Dokumentauszug →
-*-

Spielend programmieren lernen

Auch, wenn es auf den ersten Blick so aussieht, dieses Buch ist nichts für wirkliche Anfänger. Ein bisschen was sollte man schon verstehen vom Programmieren, zumindest in der Theorie. Minimum-Voraussetzung ist absolutes Interesse. Zunächst muss man sich die kostenlosen Programmiersprachen Logo und Scratch auf den PC laden, außerdem Python. Und dann kann man sich daran machen, dem Computer beizubringen, was er tun soll. Eine kleine Roboterdame namens Ada – benannt nach Ada Lovelace, der weltweit ersten Programmiererin – begleitet das Kind dabei. Wobei man dazusagen muss, dass Ada Lovelace zu einer Zeit gelebt hat, als es noch gar keine Computer gab.

-*-

Datensätze aus einem Pointing-Datenbestand
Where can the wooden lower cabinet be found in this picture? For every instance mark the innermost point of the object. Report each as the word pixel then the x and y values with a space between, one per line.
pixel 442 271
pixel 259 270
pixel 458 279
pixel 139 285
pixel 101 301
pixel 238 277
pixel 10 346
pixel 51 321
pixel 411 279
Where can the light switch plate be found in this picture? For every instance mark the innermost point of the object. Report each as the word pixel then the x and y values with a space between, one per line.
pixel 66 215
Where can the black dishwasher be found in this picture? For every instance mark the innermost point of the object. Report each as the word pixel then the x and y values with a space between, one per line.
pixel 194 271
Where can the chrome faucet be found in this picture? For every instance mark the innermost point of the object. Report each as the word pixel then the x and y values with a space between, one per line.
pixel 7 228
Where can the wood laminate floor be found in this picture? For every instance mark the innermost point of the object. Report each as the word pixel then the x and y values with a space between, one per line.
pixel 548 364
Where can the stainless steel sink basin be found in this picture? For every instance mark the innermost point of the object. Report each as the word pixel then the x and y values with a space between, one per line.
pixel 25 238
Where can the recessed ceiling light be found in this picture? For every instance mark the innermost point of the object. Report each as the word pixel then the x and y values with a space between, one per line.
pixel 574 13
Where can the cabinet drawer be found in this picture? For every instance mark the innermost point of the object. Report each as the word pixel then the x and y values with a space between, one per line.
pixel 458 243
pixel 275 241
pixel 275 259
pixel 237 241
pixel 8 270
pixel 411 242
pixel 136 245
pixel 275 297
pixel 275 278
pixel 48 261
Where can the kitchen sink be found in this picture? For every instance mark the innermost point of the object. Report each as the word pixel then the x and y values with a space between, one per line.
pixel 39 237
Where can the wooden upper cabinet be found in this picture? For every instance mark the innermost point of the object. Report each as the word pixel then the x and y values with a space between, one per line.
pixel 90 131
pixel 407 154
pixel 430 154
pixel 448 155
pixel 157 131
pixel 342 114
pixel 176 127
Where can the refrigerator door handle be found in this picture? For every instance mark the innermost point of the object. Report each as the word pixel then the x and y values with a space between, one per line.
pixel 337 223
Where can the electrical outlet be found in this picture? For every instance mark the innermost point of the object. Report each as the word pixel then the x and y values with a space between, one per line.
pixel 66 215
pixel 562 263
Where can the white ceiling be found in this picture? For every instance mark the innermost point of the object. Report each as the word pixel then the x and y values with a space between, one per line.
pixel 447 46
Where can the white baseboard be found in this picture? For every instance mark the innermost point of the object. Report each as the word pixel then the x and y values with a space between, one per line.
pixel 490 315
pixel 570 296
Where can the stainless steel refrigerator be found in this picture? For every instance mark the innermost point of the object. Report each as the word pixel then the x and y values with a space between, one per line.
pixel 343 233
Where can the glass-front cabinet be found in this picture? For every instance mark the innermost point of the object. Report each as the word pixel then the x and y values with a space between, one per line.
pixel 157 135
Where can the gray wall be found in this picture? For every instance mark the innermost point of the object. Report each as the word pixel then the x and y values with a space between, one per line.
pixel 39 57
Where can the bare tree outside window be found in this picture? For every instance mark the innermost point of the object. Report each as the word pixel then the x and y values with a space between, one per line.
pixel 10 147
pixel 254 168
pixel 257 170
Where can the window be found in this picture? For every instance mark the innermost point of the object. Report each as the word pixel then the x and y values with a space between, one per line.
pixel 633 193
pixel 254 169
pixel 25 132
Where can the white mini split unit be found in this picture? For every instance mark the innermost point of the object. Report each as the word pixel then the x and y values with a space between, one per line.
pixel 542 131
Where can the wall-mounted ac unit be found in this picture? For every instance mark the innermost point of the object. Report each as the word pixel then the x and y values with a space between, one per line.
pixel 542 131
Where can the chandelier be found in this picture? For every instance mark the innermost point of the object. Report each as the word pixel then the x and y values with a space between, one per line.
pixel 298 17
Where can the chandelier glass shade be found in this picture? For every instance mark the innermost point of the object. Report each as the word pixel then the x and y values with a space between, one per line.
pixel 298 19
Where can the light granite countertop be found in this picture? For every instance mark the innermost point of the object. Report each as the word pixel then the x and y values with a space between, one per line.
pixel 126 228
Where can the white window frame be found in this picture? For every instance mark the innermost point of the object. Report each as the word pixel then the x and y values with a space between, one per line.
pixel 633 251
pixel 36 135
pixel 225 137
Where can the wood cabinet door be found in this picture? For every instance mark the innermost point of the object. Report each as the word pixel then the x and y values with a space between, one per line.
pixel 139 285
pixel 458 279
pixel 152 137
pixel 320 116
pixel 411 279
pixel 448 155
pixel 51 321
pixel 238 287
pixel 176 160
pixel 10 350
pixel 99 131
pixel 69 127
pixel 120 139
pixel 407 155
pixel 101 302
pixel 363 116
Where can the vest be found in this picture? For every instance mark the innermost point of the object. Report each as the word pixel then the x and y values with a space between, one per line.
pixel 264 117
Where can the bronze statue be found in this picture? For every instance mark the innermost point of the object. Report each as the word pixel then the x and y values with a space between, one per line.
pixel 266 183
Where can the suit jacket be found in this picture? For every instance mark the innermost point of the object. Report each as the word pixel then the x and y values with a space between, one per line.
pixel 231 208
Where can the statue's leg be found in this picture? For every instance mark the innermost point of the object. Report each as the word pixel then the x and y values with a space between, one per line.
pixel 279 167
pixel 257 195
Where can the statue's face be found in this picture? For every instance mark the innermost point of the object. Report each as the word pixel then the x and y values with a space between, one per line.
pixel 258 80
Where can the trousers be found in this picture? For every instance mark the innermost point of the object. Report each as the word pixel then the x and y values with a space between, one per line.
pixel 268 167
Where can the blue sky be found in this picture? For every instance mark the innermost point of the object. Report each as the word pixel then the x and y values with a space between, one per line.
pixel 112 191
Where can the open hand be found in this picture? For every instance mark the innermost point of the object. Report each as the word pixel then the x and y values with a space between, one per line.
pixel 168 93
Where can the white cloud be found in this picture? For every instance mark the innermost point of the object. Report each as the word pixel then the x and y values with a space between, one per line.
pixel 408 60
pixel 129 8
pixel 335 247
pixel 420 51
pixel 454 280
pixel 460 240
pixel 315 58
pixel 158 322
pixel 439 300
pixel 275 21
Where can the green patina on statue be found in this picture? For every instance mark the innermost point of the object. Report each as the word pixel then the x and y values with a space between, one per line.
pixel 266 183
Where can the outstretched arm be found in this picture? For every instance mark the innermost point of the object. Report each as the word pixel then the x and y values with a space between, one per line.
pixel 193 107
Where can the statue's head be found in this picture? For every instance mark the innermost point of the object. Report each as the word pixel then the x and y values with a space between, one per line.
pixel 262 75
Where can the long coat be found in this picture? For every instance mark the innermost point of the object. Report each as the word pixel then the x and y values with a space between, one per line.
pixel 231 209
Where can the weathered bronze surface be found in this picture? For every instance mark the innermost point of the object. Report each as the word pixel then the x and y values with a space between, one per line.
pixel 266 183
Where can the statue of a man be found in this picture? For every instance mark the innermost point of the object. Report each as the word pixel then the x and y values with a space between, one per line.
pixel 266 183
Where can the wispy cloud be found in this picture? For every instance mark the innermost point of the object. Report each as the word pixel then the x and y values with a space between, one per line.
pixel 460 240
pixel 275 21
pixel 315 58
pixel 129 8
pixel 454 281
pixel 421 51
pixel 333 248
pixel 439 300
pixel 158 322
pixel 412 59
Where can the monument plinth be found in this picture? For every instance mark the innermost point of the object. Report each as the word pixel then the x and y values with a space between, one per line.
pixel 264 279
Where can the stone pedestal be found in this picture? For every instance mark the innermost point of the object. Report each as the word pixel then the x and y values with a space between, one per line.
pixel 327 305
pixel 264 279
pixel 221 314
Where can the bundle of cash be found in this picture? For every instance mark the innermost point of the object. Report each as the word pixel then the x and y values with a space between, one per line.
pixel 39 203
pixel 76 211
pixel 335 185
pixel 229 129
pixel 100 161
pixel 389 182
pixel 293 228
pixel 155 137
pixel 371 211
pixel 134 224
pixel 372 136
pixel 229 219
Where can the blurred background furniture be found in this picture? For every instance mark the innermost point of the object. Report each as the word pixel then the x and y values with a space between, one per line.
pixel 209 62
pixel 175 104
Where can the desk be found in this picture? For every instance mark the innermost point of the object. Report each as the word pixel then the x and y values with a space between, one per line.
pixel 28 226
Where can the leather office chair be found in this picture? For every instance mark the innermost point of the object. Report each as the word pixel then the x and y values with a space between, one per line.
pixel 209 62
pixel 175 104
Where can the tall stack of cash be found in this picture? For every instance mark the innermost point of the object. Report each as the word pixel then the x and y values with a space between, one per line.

-*-

Aufgabe → Kopiere aus dem Dokumentauszug den Abschnitt zwischen "Spielend programmieren lernen" und "keine Computer gab.", beide eingeschlossen. Die Datensätze stammen aus einer anderen Quelle.

Richtige Lösung →
Spielend programmieren lernen

Auch, wenn es auf den ersten Blick so aussieht, dieses Buch ist nichts für wirkliche Anfänger. Ein bisschen was sollte man schon verstehen vom Programmieren, zumindest in der Theorie. Minimum-Voraussetzung ist absolutes Interesse. Zunächst muss man sich die kostenlosen Programmiersprachen Logo und Scratch auf den PC laden, außerdem Python. Und dann kann man sich daran machen, dem Computer beizubringen, was er tun soll. Eine kleine Roboterdame namens Ada – benannt nach Ada Lovelace, der weltweit ersten Programmiererin – begleitet das Kind dabei. Wobei man dazusagen muss, dass Ada Lovelace zu einer Zeit gelebt hat, als es noch gar keine Computer gab.